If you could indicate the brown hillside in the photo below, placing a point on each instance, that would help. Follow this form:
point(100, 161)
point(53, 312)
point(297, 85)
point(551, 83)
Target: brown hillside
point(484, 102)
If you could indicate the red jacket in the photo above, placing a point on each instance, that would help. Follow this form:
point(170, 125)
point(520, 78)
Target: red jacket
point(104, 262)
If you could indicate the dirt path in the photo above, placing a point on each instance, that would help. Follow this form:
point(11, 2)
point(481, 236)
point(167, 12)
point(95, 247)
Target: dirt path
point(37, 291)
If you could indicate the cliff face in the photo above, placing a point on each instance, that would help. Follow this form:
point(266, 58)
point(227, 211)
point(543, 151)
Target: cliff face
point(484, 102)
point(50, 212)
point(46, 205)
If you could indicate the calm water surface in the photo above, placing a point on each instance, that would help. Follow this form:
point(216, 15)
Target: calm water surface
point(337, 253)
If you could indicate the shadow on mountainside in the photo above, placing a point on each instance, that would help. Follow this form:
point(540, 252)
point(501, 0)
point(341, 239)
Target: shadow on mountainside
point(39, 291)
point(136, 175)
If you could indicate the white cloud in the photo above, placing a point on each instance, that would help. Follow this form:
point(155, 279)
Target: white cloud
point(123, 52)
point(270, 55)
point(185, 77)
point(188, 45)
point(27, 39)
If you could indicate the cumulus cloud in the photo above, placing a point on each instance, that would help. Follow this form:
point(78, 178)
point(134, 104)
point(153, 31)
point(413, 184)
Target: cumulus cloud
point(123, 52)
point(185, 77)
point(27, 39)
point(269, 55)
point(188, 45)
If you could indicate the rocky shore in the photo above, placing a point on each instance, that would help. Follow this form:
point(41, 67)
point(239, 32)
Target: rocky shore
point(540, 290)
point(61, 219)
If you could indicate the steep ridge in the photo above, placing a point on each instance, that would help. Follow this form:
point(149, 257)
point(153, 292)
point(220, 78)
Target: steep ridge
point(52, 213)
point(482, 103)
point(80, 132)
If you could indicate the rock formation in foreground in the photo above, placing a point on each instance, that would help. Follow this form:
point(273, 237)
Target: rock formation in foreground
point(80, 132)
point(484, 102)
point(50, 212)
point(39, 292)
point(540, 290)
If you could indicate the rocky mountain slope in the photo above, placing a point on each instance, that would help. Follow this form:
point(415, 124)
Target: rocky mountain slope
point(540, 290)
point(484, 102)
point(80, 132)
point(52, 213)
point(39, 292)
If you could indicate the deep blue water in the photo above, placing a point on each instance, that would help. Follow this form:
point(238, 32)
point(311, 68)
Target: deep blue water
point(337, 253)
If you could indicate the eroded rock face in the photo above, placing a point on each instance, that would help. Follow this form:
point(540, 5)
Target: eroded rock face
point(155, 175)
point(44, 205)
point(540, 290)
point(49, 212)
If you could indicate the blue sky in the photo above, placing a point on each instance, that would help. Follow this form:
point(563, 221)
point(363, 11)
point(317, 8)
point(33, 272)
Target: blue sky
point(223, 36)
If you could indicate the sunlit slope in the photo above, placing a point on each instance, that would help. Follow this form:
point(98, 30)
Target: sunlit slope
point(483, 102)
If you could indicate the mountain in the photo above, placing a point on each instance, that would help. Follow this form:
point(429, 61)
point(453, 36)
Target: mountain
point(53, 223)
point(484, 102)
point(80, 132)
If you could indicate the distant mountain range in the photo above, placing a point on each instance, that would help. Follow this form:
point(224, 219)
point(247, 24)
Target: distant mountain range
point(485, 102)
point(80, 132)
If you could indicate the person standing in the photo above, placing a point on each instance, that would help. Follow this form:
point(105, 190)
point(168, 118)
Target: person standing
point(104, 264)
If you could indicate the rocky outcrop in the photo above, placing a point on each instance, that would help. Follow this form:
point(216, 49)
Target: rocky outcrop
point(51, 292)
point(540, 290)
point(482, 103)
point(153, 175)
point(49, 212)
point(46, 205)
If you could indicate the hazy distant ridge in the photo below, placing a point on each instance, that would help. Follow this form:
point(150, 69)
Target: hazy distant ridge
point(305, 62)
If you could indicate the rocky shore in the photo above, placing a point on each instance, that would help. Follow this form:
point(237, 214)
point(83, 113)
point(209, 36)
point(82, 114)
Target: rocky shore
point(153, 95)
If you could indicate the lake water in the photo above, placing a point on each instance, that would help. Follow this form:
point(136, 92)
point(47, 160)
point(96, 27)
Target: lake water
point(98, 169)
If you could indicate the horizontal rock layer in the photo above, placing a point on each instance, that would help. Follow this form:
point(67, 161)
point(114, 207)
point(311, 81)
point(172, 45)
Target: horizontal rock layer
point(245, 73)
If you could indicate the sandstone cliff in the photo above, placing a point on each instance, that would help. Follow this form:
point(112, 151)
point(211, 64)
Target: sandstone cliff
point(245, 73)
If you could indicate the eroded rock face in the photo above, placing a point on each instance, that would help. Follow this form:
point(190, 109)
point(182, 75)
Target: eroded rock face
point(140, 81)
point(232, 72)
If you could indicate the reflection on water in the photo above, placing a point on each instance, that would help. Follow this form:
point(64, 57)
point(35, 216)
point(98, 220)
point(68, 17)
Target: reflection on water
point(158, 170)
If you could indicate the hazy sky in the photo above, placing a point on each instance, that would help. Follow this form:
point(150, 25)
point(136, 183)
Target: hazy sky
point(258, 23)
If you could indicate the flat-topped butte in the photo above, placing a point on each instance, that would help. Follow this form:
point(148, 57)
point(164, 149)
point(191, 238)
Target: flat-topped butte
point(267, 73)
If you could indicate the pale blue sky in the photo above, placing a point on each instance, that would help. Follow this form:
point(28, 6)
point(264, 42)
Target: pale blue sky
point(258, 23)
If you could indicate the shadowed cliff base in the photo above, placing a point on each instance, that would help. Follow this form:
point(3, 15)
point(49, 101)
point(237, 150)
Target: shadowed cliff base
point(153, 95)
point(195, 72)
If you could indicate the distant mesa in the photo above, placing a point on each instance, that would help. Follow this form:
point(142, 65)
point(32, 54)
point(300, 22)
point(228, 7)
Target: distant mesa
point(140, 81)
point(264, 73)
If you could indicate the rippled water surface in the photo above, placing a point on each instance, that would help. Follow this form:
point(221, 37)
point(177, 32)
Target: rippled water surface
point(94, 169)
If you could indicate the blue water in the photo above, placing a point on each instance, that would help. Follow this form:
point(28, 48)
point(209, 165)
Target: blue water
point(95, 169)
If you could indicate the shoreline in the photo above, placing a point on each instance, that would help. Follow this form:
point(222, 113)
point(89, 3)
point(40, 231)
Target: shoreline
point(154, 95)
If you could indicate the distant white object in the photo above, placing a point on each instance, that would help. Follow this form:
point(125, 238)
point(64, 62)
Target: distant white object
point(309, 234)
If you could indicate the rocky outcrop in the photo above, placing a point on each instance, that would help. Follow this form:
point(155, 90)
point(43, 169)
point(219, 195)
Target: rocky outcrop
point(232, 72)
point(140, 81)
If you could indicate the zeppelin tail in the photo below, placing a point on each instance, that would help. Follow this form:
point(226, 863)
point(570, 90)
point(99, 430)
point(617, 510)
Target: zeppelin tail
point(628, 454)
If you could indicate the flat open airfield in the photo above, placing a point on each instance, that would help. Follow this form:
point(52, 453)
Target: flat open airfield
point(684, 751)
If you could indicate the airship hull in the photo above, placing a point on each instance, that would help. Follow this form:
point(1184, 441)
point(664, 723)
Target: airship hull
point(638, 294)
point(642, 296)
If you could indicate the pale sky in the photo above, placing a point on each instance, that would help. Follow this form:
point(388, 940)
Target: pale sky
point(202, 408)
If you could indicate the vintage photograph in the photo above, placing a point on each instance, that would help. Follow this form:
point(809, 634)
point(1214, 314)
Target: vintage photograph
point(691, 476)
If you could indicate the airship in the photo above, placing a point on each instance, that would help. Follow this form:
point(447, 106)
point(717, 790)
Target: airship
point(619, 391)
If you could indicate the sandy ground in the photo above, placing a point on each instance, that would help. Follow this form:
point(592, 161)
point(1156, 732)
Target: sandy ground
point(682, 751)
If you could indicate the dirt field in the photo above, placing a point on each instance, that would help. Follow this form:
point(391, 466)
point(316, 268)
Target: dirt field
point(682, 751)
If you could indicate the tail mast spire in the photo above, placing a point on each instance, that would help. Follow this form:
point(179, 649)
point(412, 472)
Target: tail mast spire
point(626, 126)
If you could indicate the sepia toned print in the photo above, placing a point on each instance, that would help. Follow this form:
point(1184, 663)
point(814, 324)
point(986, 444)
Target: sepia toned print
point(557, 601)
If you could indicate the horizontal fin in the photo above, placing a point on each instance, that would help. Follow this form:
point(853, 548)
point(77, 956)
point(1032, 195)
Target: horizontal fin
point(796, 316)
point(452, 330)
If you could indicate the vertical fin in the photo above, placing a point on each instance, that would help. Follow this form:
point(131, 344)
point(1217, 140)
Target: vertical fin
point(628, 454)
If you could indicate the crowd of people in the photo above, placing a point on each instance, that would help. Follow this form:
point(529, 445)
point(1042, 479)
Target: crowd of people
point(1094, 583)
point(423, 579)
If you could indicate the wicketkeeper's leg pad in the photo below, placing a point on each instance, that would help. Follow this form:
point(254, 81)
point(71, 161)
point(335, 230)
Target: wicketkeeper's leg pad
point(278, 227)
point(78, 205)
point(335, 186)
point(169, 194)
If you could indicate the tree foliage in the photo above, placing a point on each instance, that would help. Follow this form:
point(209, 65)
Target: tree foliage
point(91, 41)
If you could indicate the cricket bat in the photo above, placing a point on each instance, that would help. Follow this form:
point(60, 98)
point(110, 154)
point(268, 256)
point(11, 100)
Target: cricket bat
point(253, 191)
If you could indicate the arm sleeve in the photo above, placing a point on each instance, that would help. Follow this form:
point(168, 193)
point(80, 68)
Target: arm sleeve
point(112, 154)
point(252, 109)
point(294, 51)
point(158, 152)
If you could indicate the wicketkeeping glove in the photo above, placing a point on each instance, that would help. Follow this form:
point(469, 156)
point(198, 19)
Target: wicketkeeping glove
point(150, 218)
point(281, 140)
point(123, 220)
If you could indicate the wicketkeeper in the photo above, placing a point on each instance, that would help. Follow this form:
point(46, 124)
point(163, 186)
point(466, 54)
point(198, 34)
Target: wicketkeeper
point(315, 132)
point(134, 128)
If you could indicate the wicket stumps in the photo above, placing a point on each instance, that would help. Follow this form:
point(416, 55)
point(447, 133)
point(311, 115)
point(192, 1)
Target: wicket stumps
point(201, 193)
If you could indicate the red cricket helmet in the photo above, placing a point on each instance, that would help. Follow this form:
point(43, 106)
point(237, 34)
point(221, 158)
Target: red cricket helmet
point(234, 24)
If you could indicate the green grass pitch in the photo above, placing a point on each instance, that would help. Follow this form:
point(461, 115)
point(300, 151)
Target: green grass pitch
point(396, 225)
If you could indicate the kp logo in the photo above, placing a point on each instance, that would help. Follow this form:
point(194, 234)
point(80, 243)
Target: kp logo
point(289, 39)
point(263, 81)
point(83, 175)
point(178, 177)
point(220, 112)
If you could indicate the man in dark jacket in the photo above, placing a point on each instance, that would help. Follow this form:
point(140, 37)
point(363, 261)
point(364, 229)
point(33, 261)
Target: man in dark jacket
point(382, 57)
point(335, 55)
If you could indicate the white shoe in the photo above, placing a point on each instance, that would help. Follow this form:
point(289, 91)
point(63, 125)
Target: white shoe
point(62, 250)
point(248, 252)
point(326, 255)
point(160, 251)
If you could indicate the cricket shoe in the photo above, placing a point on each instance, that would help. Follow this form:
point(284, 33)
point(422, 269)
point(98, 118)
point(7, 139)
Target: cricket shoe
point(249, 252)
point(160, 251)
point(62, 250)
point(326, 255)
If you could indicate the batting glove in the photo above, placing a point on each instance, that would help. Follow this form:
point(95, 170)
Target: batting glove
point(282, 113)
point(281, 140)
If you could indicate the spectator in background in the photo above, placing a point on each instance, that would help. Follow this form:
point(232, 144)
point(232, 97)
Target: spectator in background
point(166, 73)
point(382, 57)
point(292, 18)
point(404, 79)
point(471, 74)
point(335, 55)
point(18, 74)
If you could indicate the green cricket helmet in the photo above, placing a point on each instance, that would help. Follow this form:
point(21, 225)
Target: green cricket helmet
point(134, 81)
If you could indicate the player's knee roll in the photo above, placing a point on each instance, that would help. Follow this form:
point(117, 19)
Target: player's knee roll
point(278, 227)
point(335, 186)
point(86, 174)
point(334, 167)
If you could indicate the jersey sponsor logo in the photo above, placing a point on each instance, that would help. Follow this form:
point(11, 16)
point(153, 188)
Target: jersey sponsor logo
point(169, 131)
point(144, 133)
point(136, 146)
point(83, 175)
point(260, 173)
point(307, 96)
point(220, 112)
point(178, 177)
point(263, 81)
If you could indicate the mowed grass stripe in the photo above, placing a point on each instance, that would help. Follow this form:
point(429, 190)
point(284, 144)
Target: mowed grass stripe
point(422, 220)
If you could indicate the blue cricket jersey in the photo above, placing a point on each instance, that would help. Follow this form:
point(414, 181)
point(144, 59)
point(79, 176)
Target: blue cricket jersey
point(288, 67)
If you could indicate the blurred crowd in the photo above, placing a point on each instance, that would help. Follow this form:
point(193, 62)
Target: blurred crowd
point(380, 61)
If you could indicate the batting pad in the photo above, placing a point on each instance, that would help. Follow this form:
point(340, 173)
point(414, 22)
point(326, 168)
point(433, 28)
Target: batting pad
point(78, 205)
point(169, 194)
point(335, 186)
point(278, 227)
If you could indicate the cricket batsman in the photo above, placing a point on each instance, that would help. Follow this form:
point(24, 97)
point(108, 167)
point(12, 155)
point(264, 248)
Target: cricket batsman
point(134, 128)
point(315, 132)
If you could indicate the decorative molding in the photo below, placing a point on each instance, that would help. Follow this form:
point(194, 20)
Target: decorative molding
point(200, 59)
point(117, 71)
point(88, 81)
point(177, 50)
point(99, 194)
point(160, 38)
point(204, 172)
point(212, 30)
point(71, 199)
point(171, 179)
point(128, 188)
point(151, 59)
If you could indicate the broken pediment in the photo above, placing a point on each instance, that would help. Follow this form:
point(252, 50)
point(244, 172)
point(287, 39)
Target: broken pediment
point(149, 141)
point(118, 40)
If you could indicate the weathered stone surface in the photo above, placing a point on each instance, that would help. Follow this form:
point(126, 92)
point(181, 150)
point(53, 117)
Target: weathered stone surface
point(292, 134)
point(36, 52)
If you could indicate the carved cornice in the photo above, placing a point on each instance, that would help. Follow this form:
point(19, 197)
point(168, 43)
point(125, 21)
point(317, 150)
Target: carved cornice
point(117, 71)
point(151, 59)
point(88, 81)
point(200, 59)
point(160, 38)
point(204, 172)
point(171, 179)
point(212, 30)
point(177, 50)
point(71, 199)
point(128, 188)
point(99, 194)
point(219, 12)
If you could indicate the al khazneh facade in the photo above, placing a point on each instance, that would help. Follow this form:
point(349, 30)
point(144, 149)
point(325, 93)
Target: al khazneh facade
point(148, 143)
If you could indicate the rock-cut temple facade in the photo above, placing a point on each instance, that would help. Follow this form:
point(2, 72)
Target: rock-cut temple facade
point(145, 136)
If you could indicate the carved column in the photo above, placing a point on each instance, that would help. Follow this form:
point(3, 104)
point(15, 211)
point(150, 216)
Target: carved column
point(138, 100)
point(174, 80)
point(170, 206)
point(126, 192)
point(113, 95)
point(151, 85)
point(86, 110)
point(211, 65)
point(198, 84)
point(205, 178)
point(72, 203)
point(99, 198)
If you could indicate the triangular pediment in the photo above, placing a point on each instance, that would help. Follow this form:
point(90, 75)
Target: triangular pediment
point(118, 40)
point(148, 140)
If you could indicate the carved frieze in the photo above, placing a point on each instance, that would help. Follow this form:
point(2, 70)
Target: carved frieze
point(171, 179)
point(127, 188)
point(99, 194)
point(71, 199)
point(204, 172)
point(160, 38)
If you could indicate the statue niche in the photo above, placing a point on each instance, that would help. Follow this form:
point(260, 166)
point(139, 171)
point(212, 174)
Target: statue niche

----------

**WORK TO DO**
Write out exactly the lines of the entries above that run from the line containing "If you could indicate the carved column" through the last line, including both.

**SOLUTION TO THIS PROBLEM**
If you could indicate the carved column in the photo above, placing a point on each instance, that would help. Follow this form:
point(3, 104)
point(15, 211)
point(150, 216)
Target: carved column
point(138, 100)
point(174, 80)
point(170, 206)
point(126, 192)
point(113, 95)
point(151, 85)
point(86, 110)
point(211, 65)
point(198, 84)
point(205, 178)
point(72, 203)
point(99, 198)
If you could indicate the triangular pediment in the photo above, placing a point on each instance, that would help. Follow this form:
point(90, 75)
Target: triangular pediment
point(118, 40)
point(148, 140)
If you could indicate the carved frieze in the photo above, placing a point on each instance, that would help. Follow this form:
point(2, 70)
Target: carved frieze
point(171, 179)
point(127, 188)
point(99, 194)
point(71, 199)
point(204, 172)
point(160, 38)
If you could indicate the statue niche in the photo above, placing a point on each instance, that would help. Follow this form:
point(260, 166)
point(139, 171)
point(212, 174)
Target: statue niche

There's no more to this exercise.